**PROBLEM**
Take every line from the data that has the word "overcast" in it.

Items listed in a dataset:
[Start of Attachment]

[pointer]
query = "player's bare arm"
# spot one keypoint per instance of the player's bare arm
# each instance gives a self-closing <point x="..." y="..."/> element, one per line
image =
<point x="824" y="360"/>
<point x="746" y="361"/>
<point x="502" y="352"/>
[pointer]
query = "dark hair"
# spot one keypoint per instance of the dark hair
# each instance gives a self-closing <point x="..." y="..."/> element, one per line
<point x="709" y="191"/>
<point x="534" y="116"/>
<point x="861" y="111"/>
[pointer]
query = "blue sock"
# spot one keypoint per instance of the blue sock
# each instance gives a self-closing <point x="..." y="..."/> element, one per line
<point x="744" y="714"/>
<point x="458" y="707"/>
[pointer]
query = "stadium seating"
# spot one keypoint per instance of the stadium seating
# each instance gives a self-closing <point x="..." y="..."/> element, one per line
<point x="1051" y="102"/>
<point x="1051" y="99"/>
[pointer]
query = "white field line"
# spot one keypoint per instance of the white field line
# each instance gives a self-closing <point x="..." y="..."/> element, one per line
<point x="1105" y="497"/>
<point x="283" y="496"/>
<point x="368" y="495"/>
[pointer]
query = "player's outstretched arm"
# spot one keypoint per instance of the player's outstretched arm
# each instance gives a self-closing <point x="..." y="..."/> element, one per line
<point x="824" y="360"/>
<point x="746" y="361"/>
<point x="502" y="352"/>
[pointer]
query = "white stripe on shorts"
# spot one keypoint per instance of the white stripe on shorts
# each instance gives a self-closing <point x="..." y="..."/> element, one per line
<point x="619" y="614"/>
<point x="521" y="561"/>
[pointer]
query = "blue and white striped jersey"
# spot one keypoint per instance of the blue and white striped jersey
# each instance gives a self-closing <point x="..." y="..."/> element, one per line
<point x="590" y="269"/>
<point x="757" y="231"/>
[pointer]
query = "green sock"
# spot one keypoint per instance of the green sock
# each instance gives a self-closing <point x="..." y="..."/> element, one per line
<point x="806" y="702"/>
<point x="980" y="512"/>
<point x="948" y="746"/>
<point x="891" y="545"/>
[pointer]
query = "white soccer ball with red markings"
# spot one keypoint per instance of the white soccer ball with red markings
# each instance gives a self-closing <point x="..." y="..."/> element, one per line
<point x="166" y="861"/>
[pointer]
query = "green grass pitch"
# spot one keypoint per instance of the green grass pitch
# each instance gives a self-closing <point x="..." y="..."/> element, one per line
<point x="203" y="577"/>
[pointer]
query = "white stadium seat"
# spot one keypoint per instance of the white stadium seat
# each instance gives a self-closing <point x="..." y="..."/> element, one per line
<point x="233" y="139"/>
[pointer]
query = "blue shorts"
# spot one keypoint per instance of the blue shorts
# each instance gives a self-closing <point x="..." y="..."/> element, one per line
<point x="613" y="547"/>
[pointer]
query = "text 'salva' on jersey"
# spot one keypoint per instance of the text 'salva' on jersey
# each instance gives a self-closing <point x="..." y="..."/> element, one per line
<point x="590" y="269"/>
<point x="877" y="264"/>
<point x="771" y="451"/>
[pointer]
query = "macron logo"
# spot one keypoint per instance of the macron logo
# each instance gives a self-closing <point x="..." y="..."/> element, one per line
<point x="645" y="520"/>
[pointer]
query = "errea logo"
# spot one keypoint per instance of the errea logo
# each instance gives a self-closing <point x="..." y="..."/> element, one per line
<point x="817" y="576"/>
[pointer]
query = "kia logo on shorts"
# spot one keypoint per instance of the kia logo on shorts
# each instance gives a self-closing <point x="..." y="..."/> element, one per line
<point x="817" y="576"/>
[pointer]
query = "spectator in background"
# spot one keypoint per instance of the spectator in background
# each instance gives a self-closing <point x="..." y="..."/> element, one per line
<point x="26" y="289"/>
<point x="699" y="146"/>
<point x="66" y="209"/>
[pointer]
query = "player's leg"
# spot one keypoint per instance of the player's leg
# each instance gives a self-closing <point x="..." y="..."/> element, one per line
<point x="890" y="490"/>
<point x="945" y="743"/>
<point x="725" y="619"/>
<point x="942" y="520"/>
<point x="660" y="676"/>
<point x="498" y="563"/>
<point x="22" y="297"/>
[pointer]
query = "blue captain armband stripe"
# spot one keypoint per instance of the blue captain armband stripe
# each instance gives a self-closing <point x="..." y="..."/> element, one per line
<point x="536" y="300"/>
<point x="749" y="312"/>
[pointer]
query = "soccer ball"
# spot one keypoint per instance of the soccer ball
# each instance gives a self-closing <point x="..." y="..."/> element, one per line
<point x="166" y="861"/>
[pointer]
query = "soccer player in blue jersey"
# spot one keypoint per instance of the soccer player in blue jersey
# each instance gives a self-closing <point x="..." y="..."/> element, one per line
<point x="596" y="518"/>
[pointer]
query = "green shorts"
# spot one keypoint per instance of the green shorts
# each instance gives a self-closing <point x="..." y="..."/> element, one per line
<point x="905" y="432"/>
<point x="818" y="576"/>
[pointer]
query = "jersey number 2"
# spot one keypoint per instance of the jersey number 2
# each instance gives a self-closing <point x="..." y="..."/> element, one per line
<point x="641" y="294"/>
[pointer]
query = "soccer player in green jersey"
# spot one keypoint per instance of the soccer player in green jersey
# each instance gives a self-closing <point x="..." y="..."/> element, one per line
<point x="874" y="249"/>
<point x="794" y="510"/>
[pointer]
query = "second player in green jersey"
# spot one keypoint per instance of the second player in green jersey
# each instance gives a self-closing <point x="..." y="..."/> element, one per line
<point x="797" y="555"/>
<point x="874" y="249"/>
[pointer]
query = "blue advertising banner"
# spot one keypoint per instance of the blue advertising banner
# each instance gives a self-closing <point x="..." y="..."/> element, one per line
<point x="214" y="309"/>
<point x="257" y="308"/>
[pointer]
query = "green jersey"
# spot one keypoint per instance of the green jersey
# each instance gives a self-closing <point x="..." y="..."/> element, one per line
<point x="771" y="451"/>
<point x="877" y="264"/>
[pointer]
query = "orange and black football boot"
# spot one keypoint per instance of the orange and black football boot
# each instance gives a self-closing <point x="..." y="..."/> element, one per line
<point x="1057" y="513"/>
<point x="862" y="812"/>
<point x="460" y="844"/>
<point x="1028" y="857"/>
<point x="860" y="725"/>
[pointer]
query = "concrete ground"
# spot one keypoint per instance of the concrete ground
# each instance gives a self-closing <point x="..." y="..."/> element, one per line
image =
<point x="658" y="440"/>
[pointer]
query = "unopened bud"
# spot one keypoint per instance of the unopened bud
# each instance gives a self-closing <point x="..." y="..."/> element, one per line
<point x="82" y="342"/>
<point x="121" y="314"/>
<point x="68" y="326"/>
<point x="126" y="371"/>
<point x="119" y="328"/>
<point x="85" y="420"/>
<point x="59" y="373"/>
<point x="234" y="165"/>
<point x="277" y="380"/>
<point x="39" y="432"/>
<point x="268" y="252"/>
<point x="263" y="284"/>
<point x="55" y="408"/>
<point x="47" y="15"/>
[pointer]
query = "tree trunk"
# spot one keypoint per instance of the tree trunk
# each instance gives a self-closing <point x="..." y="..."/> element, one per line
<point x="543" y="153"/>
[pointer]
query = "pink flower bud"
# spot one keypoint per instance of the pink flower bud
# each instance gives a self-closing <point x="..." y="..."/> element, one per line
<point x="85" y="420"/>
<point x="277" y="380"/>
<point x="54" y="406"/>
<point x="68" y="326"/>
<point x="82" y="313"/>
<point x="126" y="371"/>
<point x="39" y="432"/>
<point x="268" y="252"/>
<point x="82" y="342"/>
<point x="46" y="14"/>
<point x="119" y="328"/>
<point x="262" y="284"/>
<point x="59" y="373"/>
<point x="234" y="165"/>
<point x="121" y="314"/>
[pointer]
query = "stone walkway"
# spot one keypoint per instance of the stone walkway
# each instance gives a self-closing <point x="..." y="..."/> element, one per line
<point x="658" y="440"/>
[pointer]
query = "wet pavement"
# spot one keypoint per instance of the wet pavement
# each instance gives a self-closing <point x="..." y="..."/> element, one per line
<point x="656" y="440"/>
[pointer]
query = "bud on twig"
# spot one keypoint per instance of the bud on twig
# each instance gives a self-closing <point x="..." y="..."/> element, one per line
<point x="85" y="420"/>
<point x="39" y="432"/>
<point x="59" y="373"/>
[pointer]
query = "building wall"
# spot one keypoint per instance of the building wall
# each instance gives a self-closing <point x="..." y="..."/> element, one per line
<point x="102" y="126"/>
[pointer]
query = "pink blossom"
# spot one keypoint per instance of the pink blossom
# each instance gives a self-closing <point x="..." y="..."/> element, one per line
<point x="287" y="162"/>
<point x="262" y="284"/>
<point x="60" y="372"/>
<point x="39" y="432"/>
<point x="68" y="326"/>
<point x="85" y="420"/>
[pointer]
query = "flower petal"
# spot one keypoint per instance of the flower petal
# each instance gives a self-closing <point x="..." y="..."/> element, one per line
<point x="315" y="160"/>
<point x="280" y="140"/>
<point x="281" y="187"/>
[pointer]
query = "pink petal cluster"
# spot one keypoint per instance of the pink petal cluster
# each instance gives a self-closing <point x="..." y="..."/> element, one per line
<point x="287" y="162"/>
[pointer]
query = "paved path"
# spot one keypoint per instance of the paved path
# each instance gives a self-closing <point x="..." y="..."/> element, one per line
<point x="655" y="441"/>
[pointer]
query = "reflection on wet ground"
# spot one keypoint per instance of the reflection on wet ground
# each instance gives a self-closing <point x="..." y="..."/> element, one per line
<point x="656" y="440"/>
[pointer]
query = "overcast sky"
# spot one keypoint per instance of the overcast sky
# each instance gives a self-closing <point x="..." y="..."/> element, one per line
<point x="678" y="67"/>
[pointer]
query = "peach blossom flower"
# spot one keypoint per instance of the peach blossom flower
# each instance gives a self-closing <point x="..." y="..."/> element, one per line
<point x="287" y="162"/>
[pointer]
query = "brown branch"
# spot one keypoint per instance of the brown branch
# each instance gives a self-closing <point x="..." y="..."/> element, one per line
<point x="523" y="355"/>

[End of Attachment]

**REPLY TO THE TASK**
query = "overcast sky"
# spot one keypoint per instance of the overcast sky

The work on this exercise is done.